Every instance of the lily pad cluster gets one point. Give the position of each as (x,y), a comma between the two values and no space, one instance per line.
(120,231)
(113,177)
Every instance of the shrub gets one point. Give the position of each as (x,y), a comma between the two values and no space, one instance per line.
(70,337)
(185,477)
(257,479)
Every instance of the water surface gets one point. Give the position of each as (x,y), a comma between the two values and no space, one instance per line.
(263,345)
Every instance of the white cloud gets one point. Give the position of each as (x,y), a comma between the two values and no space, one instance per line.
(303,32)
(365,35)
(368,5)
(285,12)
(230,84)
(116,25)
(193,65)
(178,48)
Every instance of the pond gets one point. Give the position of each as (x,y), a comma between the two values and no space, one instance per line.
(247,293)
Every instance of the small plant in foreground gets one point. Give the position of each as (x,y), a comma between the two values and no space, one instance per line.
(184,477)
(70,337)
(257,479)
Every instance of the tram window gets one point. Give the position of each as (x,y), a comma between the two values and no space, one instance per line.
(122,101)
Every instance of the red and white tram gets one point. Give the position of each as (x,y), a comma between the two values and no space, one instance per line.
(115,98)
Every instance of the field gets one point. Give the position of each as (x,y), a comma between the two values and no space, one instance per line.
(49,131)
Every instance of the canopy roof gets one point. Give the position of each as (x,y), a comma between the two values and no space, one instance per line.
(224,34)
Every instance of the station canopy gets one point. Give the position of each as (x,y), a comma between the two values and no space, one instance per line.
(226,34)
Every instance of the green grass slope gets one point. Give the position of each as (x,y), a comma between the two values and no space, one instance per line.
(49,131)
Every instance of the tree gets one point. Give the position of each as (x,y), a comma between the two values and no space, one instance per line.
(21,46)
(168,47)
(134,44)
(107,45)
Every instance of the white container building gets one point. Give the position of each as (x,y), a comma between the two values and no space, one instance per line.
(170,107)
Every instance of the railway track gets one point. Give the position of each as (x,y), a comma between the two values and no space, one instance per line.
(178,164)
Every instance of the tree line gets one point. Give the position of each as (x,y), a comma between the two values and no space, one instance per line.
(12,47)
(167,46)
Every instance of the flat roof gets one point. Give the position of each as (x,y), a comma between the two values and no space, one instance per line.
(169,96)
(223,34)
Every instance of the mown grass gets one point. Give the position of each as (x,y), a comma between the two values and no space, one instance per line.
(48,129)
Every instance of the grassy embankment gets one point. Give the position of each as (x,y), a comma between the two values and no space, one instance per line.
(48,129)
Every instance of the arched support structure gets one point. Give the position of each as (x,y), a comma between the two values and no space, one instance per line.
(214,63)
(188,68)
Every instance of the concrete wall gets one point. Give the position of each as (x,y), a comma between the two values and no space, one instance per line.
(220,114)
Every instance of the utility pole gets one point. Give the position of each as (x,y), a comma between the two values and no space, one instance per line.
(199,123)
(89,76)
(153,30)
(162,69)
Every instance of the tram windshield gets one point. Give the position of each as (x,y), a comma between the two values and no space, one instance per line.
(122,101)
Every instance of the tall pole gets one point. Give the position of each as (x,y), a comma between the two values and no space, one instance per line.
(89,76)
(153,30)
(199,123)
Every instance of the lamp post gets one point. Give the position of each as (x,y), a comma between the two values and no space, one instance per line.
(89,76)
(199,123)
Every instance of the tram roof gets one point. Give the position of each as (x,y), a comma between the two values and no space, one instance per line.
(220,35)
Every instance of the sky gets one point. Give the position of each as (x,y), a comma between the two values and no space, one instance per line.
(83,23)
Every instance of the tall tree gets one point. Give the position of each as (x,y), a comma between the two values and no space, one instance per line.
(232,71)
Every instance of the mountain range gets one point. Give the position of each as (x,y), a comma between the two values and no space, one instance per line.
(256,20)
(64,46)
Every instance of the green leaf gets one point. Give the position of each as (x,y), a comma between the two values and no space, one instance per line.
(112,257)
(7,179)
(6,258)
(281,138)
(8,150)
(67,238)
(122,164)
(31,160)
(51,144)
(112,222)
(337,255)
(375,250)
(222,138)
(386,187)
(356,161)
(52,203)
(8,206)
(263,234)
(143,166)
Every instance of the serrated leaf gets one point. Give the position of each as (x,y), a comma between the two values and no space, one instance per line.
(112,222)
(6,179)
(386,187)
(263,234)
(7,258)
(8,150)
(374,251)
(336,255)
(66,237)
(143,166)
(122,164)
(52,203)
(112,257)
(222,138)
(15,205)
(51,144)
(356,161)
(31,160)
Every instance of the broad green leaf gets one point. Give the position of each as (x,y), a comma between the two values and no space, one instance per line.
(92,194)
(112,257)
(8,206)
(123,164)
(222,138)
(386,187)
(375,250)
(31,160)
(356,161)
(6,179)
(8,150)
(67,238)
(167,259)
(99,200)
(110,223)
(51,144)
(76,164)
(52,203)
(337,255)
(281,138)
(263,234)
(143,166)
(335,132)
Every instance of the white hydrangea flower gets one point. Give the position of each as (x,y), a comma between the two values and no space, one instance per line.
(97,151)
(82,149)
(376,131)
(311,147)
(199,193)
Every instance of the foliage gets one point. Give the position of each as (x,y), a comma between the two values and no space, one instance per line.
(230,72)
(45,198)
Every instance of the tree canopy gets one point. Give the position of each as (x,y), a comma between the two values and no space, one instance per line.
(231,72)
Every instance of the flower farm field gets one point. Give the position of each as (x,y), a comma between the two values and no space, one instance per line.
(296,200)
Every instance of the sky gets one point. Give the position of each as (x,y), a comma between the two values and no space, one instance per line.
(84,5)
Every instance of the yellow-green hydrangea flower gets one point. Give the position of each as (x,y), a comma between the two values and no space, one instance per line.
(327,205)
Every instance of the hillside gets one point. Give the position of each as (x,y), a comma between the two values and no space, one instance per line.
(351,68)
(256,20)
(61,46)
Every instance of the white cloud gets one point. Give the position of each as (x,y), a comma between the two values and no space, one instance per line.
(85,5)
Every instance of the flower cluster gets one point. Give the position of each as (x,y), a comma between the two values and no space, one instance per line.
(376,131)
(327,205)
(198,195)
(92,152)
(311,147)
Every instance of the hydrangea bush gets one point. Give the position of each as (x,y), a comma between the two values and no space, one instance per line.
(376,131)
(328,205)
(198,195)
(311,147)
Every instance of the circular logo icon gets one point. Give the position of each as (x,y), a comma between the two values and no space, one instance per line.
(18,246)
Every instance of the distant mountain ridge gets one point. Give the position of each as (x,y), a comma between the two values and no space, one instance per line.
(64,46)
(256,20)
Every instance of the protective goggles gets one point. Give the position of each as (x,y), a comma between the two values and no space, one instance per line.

## What you need to do
The answer is the data above, retyped exactly in full.

## Solution for this problem
Every instance of the lily pad cluster gets one point. Give the position of each as (x,y), a comma between the two values and no space, one instance per line.
(120,231)
(113,177)
Every instance of the shrub gets one point. Give the position of each as (x,y), a comma between the two values and no space, one instance per line.
(70,337)
(185,477)
(257,479)
Every instance of the water surface gets one point. Give the position of each as (x,y), a comma between the two values and no space, one instance per line.
(263,345)
Every instance of the white cloud gets one point. Give the position of each as (x,y), a comma between the two values and no space, one instance per line.
(303,32)
(365,35)
(368,5)
(285,12)
(230,84)
(116,25)
(193,65)
(178,48)
Every instance of the pond gets one point. Give the position of each as (x,y), a comma between the two values and no space, one instance per line.
(247,293)
Every instance of the small plant in foreground gets one point. Give the position of each as (x,y), a comma between the two values and no space, one instance per line.
(184,477)
(70,337)
(257,479)
Every instance of the tram window gets one point. Give the position of each as (x,y), a comma between the two values and no space, one instance per line.
(122,101)
Every instance of the red and white tram gets one point. Give the position of each as (x,y), a comma between the two values and no space, one instance per line.
(115,98)
Every instance of the field gets one point. Give the position of each as (x,y), a comma between the two values and no space, one instance per line.
(49,131)
Every instance of the canopy roof gets one point. Give the position of each as (x,y), a comma between the two values and no space, one instance per line.
(224,34)
Every instance of the station canopy gets one point. Give the position of each as (x,y), a comma between the two values and no space, one instance per line.
(226,34)
Every instance of the green grass slope gets one point. Give the position of each as (x,y), a comma between the two values and no space, one instance per line.
(49,131)
Every instance of the tree gets one point. Give the position of each as (x,y), a comma between the two values and no space, one instance per line.
(21,46)
(168,47)
(134,44)
(107,45)
Every instance of the white container building gets one point. Give the position of each as (x,y), a comma between the two values and no space, one instance per line.
(170,107)
Every instance of the railway track gets one point. Give the position of each as (x,y), a comma between the two values and no space, one instance per line.
(178,164)
Every instance of the tree line gets one point. Give the position of each as (x,y), a comma between the two values and no space, one instance per line.
(12,47)
(167,46)
Every instance of the flat roof gets one point. Give the position of each as (x,y), a comma between the two values and no space, one instance per line.
(169,96)
(223,34)
Every instance of the mown grass gets one point. Give the position of each as (x,y), a comma between the two values and no space, one instance per line.
(48,129)
Every instance of the grassy embankment gets one point. Give the position of each as (x,y), a comma between the two values and no space, one instance per line.
(48,129)
Every instance of the arched support structure gets one point. Give the position of each as (x,y), a comma between the two values and no space, one instance per line.
(214,63)
(188,68)
Every instance of the concrete wall gets one point. Give the position of each as (x,y), a comma between the two values and no space, one instance per line.
(220,114)
Every instance of the utility pole gets one point. Give the position of each as (x,y), a comma between the two values and no space, one instance per line.
(199,123)
(89,76)
(153,30)
(162,69)
Every instance of the tram windshield gets one point. Give the position of each as (x,y), a comma between the two values and no space, one instance per line.
(122,101)
Every instance of the tall pole gets one point. Give the position of each as (x,y), a comma between the two values and no space, one instance per line.
(89,76)
(153,30)
(199,123)
Every instance of the lamp post gets one point. Give the position of each as (x,y), a comma between the two values and no space, one instance per line.
(89,76)
(199,123)
Every instance of the tram roof gets one point. Give the position of each as (x,y), a comma between the two values and no space, one instance per line.
(220,35)
Every instance of the sky gets one point. Give the position of each as (x,y), a comma between the two values and no space, one instance per line.
(83,23)
Every instance of the tall tree gets one point. Give the position of each as (x,y), a comma between the two values and no space, one instance per line.
(232,71)
Every instance of the mountain range gets one point. Give the position of each as (x,y), a comma between the two values and no space, one instance per line.
(256,20)
(64,46)
Every instance of the green leaf gets one point. Give the position of each as (x,y), a comma between the two values and no space, one instance per line.
(112,257)
(7,179)
(6,258)
(281,138)
(8,150)
(67,238)
(122,164)
(31,160)
(51,144)
(112,222)
(337,255)
(375,250)
(222,138)
(386,187)
(356,161)
(52,203)
(8,206)
(263,234)
(143,166)
Every instance of the serrated leaf gets one point. Give the position of each as (x,y), a comma between the two values and no space, one instance per line.
(112,222)
(6,179)
(386,187)
(263,234)
(7,258)
(8,150)
(374,251)
(336,255)
(66,237)
(143,166)
(122,164)
(52,203)
(112,257)
(222,138)
(15,205)
(51,144)
(356,161)
(31,160)
Every instance of the broad green leaf gets one point. Give the position of each as (x,y), a comma between the two values and no space, one instance per line.
(92,194)
(112,257)
(8,206)
(123,164)
(222,138)
(386,187)
(375,250)
(31,160)
(356,161)
(6,179)
(8,150)
(67,238)
(167,259)
(99,200)
(110,223)
(51,144)
(76,164)
(52,203)
(337,255)
(281,138)
(263,234)
(143,166)
(335,132)
Every instance of the white hydrangea flower gets one point. Give the position of each as (x,y), a comma between the two values and no space, one instance per line.
(97,151)
(82,149)
(376,131)
(311,147)
(199,193)
Every instance of the foliage gets one point. Give the position of each as (x,y), a comma between the two values and no space, one instance per line.
(230,72)
(45,198)
Every instance of the tree canopy gets one point. Give the position of each as (x,y), a comma between the two values and no space, one instance per line.
(231,72)
Every instance of the flower farm field gets one point. Give the position of each as (x,y), a comma between the two values and no space, one instance per line.
(296,200)
Every instance of the sky gets one point. Give the position of each as (x,y), a comma between the two values and no space, one instance per line.
(84,5)
Every instance of the yellow-green hydrangea flower gets one point. Give the position of each as (x,y), a comma between the two values and no space, one instance per line.
(327,205)
Every instance of the hillside gets one point. Give the position of each as (x,y), a comma between the two values and no space, one instance per line.
(351,68)
(256,20)
(61,46)
Every instance of the white cloud gets one point. Give the position of each as (x,y), a comma between the two values and no space, one instance per line.
(85,5)
Every instance of the flower cluster gets one point. Give the position of each as (x,y), a comma between the two values and no space, one instance per line.
(376,131)
(327,205)
(198,195)
(92,152)
(311,147)
Every instance of the hydrangea bush gets one point. Give the position of each as (x,y), a comma between the two values and no space, one instance per line.
(376,131)
(328,205)
(198,195)
(311,147)
Every instance of the circular logo icon gets one point. Give the position of each as (x,y), a comma between the two values and no space, one instance per line.
(18,246)
Every instance of the distant mountain ridge gets one point. Give the position of each as (x,y), a comma between the two values and no space, one instance per line.
(64,46)
(256,20)
Every instance of the protective goggles gets one point. Give the position of each as (x,y), a comma between the two values and no space, one instance per line.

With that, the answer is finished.